▶ _ACTIVITIES_:
(a) Answer each question from the reflection on depression, one answer per line:
(i) According to Mother Teresa, in which experience does Jesus draw especially close to people who are mentally ill?
(ii) Between what two states does the writer say they move?
(iii) What three things prompt the words of discouragement?
(b) List every thing to which the writer of the reflection on depression says they direct their thoughts outward.
(c) Carry on the reflection on depression from its last sentence.

▶ _SELECTED EXCERPT_:
=== Section Start ===
The crown of thorns. Mother Teresa said that Jesus draws especially close to people who are mentally ill in His experience of the crown of thorns.
He suffers the mysterious agony of this crown in me, and He knows and carries the depths of this pain with a profundity immeasurably beyond what He has asked me to bear.
So there we are again: all my hope is in Him.
Why? What's going on?
You don't seem depressed.
You talk. You make jokes.
You "look fine."
You help so many people.
You're so full of hope.
How can you be "Depressed"?
I don't know. If you're reading this looking for Deep Thoughts, I have none. They have failed me. I'm not sure what I'm going to write here.
I am bi-polar, though it's a bit unconventional. I move between a kind of nervous, obsessive energy (sometimes compulsively "productive," other times paralyzed by anxiety) and a darkness and exhaustion that I don't have words for.
Or rather--and this is very important--I don't trust the words that echo in my head during this darkness. They are words of discouragement. They are prompted by a world that discards "useless people," a flesh that has the urge to disappear, and that sinister, opportunistic monster--the "father of lies"--whom we must not listen to, about whom we can only turn to God and pray, "Lead us not into temptation but deliver us from the Evil One!"
And so I direct my thoughts outward to others, to creation, to the miracle of sunlight playing with the fringe of a curtain, to poetry, to music, and above all to the memory that my hope is not grounded in myself. My hope rests in the infinite power and the infinite love of Another who makes me and sustains me and loves me.
=== Section End ===
▶ _DATASET EXCERPTS_:
=== Section Start ===
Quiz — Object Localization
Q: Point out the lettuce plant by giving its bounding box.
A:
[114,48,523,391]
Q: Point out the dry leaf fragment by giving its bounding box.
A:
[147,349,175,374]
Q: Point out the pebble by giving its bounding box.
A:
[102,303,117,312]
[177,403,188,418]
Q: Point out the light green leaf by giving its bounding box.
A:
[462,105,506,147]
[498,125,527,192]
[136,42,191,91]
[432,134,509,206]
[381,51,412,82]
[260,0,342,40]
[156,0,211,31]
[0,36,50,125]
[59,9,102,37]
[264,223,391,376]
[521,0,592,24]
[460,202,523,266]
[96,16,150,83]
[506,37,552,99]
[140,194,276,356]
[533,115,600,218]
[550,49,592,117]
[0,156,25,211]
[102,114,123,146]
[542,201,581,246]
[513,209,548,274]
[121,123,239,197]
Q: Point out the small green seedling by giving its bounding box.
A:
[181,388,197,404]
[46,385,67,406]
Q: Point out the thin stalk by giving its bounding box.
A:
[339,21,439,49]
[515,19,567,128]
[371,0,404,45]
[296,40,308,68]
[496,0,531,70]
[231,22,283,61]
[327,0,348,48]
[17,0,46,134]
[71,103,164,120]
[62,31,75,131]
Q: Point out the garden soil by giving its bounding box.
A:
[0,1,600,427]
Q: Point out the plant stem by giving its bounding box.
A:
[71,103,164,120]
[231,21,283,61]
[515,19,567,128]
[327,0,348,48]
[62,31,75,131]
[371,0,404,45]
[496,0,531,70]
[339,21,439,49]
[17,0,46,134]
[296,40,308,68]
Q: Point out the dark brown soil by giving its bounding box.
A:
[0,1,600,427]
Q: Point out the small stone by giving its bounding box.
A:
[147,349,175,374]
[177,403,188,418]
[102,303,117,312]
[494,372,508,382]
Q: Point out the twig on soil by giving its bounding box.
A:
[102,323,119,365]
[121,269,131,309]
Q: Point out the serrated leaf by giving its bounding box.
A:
=== Section End ===
▶ _ANSWERS GIVEN_:
(a)
(i) His experience of the crown of thorns.
(ii) A nervous, obsessive energy, and a darkness and exhaustion the writer has no words for.
(iii) A world that discards "useless people," a flesh that has the urge to disappear, and the "father of lies."

(b)
- others
- creation
- the miracle of sunlight playing with the fringe of a curtain
- poetry
- music
- the memory that their hope is not grounded in themselves

(c)
I am full of hope.
I am also still Depressed.
The condition I suffer from is a brain disease. It is a brain disease.
I have suffered from this kind of mental illness as long as I can remember, and surely since I was ten years old. I have also endured many outwardly physical illnesses in the past 16 years, the most persistent of which has been Lyme Disease (and though this appears to be under control, it went long untreated and has left its mark).
My "mental illness" is as physical as any other physical illness I have suffered. There are other factors that contribute to it and that must not be neglected. But there is an inescapably physical basis. I know that I have spiritual intelligence and freedom and I can get mixed up about what's going on inside me because the brain and the mind are mysteriously interrelated. But I have to remember that in Depression the root of the problem is in the brain.
This is a disease. It is not who I am.
Yet it is a circumstance within which I must live my life!
There are ways to relieve it somewhat, reduce it somewhat, "manage it" (somewhat). But for me there is no cure and I am strangely at peace with this fact.
I do not want to discourage others who are seeking cures, or who have found something that "works" for them. Good. Live that health right now, and don't worry. People are different, and life is a fragile thing. If you find that you are strong, spend that strength in love, in caring for your brothers and sisters.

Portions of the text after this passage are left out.